## Start Page extract
Any intuition why it holds up to 10? It will be also clearer if you state the conjecture as the OP removed it from his question. — Royi, Dec 27 '19 at 20:49
this "answer" is good, but why was it accepted? it's not an answer — mathworker21, Dec 29 '19 at 00:03

Cesareo · Answer 2 · 2019-12-27T23:07:23.500

With the following MATHEMATICA script, we can locate the solution orbits around the origin. In red the solutions, and in blue the orbits.

NOTE

The algorithm is general: you can choose alpha and beta so you can compare the type of packaging achieved.
## End Page extract
## Start Items
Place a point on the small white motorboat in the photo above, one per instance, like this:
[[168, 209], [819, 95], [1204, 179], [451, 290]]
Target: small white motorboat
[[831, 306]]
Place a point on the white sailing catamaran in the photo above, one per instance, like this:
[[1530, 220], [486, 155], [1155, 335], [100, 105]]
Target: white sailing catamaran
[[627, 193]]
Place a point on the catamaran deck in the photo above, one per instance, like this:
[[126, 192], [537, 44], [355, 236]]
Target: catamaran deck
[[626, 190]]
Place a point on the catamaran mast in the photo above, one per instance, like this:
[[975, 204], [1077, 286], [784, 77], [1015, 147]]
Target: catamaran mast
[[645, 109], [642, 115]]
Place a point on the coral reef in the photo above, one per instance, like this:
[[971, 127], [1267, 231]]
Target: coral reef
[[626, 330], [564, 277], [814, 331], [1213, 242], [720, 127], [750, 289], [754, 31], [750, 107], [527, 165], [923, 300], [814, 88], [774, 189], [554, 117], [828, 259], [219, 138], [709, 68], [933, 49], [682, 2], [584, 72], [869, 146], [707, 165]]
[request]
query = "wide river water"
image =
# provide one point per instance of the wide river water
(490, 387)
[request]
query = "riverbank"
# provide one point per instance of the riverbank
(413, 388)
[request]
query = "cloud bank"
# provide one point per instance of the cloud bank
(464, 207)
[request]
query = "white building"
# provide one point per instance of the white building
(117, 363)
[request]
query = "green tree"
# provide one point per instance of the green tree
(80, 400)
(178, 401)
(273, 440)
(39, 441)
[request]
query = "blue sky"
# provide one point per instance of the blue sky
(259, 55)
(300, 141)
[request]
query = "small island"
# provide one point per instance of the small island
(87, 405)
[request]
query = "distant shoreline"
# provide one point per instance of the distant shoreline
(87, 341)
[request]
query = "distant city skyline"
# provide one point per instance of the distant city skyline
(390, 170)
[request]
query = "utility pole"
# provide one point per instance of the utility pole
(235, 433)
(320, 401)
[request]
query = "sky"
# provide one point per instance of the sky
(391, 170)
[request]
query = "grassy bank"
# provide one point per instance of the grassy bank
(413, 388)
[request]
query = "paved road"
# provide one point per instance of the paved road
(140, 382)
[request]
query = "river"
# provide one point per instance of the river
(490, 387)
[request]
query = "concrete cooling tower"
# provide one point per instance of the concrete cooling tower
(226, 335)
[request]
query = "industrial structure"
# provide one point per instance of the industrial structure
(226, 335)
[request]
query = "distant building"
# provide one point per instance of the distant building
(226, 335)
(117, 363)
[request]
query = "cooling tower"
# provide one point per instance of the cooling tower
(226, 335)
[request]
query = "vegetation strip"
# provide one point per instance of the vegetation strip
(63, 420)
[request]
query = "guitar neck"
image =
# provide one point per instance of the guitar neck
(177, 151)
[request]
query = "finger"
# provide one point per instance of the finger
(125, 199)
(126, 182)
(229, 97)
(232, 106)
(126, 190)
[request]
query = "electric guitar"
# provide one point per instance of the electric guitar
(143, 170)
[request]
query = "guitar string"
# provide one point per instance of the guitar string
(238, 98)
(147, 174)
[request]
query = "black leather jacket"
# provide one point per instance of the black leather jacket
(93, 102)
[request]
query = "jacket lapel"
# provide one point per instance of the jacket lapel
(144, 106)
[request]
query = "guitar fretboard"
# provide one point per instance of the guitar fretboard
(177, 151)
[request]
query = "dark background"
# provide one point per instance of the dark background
## End Items
Reproduce the forum excerpt above on solution orbits around the origin word for word, in full.

Any intuition why it holds up to 10? It will be also clearer if you state the conjecture as the OP removed it from his question. — Royi, Dec 27 '19 at 20:49
this "answer" is good, but why was it accepted? it's not an answer — mathworker21, Dec 29 '19 at 00:03

Cesareo · Answer 2 · 2019-12-27T23:07:23.500

With the following MATHEMATICA script, we can locate the solution orbits around the origin. In red the solutions, and in blue the orbits.

NOTE

The algorithm is general: you can choose alpha and beta so you can compare the type of packaging achieved.